* BEGIN Stored data *

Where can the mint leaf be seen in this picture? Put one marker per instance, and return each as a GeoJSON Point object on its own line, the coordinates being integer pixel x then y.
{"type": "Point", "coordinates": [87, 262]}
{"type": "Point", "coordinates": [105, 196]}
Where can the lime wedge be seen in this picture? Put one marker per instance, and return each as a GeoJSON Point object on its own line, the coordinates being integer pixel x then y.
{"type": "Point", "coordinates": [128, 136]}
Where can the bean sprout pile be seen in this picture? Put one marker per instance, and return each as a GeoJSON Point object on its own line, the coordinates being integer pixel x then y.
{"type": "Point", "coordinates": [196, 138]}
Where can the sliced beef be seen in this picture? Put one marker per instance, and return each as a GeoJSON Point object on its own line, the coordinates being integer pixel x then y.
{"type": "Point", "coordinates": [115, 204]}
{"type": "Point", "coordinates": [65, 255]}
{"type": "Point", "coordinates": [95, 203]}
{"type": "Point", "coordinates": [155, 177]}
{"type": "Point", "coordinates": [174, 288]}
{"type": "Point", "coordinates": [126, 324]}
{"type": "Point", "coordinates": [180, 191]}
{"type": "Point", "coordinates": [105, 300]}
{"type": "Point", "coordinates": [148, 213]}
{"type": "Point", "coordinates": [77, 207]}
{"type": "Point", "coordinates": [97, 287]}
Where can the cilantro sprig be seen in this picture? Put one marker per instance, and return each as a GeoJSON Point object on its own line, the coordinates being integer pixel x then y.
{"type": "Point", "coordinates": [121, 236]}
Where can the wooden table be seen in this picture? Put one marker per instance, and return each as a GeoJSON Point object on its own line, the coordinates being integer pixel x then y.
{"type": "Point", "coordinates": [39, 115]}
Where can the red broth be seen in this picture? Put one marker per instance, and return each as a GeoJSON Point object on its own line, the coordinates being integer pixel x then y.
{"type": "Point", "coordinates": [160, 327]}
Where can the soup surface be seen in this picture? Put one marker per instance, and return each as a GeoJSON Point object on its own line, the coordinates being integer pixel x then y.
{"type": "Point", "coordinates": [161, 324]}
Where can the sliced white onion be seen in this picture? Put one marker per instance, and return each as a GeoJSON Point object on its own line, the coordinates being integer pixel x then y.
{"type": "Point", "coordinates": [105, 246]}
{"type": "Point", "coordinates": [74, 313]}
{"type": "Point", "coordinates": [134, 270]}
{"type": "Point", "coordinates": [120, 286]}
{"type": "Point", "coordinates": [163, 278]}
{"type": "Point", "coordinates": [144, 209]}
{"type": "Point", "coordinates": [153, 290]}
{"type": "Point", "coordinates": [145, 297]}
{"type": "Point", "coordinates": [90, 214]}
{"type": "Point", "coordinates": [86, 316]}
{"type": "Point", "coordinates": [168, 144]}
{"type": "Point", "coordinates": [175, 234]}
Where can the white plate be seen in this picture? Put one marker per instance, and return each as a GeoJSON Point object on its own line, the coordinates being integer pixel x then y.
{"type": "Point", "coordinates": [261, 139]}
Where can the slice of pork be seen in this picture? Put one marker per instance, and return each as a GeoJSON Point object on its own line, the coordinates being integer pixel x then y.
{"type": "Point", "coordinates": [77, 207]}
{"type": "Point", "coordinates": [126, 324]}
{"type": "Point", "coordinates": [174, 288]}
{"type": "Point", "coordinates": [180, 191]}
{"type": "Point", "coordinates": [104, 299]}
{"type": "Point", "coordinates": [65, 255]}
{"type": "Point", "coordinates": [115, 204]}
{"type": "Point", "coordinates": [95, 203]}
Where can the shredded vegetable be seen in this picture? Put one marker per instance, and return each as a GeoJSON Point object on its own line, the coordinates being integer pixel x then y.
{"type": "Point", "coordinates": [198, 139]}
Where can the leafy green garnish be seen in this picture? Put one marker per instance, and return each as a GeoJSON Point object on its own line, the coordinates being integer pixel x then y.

* END Stored data *

Exactly as they are written, print the entries again.

Where can the mint leaf be seen in this picture? Put one marker per instance, and return each as a GeoJSON Point object on its own line, the coordinates being integer pixel x then y.
{"type": "Point", "coordinates": [87, 262]}
{"type": "Point", "coordinates": [105, 196]}
Where can the lime wedge be seen in this picture? Put one marker per instance, and return each as a GeoJSON Point object on its own line, the coordinates being integer pixel x then y.
{"type": "Point", "coordinates": [128, 136]}
Where can the bean sprout pile be seen in this picture? Put one marker per instance, and return each as a GeoJSON Point object on its own line, the coordinates being integer pixel x then y.
{"type": "Point", "coordinates": [196, 138]}
Where can the sliced beef be seen in this picture? Put one marker per instance, and return each as a GeoJSON Point object on its own line, the coordinates being integer pixel x then y.
{"type": "Point", "coordinates": [115, 204]}
{"type": "Point", "coordinates": [65, 255]}
{"type": "Point", "coordinates": [95, 203]}
{"type": "Point", "coordinates": [155, 177]}
{"type": "Point", "coordinates": [174, 288]}
{"type": "Point", "coordinates": [126, 324]}
{"type": "Point", "coordinates": [180, 191]}
{"type": "Point", "coordinates": [105, 300]}
{"type": "Point", "coordinates": [148, 213]}
{"type": "Point", "coordinates": [77, 207]}
{"type": "Point", "coordinates": [97, 287]}
Where can the cilantro sprig be seen in this picture? Put one marker per instance, and return each as a GeoJSON Point object on its own line, the coordinates being integer pixel x then y.
{"type": "Point", "coordinates": [121, 236]}
Where can the wooden table be seen in this picture? Put one marker per instance, and return each as a GeoJSON Point object on its own line, the coordinates being integer pixel x then y.
{"type": "Point", "coordinates": [39, 115]}
Where can the red broth be seen in this picture? Put one marker per instance, and return each as a GeoJSON Point object on its own line, the coordinates being integer pixel x then y.
{"type": "Point", "coordinates": [160, 327]}
Where can the soup surface be seen in this picture? Put one marker per instance, and return each as a GeoJSON Point object on its own line, the coordinates being integer pixel x then y.
{"type": "Point", "coordinates": [161, 324]}
Where can the sliced white onion be seen in this picture? Put one marker per instance, and return each as a GeoJSON Point object on its own line, the coordinates being integer pixel x then y.
{"type": "Point", "coordinates": [105, 246]}
{"type": "Point", "coordinates": [74, 313]}
{"type": "Point", "coordinates": [134, 270]}
{"type": "Point", "coordinates": [120, 286]}
{"type": "Point", "coordinates": [163, 278]}
{"type": "Point", "coordinates": [144, 209]}
{"type": "Point", "coordinates": [153, 290]}
{"type": "Point", "coordinates": [145, 297]}
{"type": "Point", "coordinates": [90, 214]}
{"type": "Point", "coordinates": [86, 316]}
{"type": "Point", "coordinates": [168, 144]}
{"type": "Point", "coordinates": [175, 234]}
Where can the white plate be seen in this picture? Put one marker per instance, and return each as a GeoJSON Point object on its own line, the coordinates being integer pixel x then y.
{"type": "Point", "coordinates": [261, 139]}
Where can the slice of pork be seen in this picture? Put one marker per instance, and return each as a GeoJSON Point object on its own line, the coordinates being integer pixel x then y.
{"type": "Point", "coordinates": [77, 207]}
{"type": "Point", "coordinates": [126, 324]}
{"type": "Point", "coordinates": [174, 288]}
{"type": "Point", "coordinates": [180, 191]}
{"type": "Point", "coordinates": [104, 299]}
{"type": "Point", "coordinates": [65, 255]}
{"type": "Point", "coordinates": [115, 204]}
{"type": "Point", "coordinates": [95, 203]}
Where can the shredded vegetable be seen in this picture? Put one marker per instance, and return each as a GeoJSON Point object on its own line, the coordinates being integer pixel x then y.
{"type": "Point", "coordinates": [198, 139]}
Where can the leafy green garnish be seen in this picture? Put one marker per instance, and return each as a GeoJSON Point object on its own line, the coordinates being integer pixel x then y.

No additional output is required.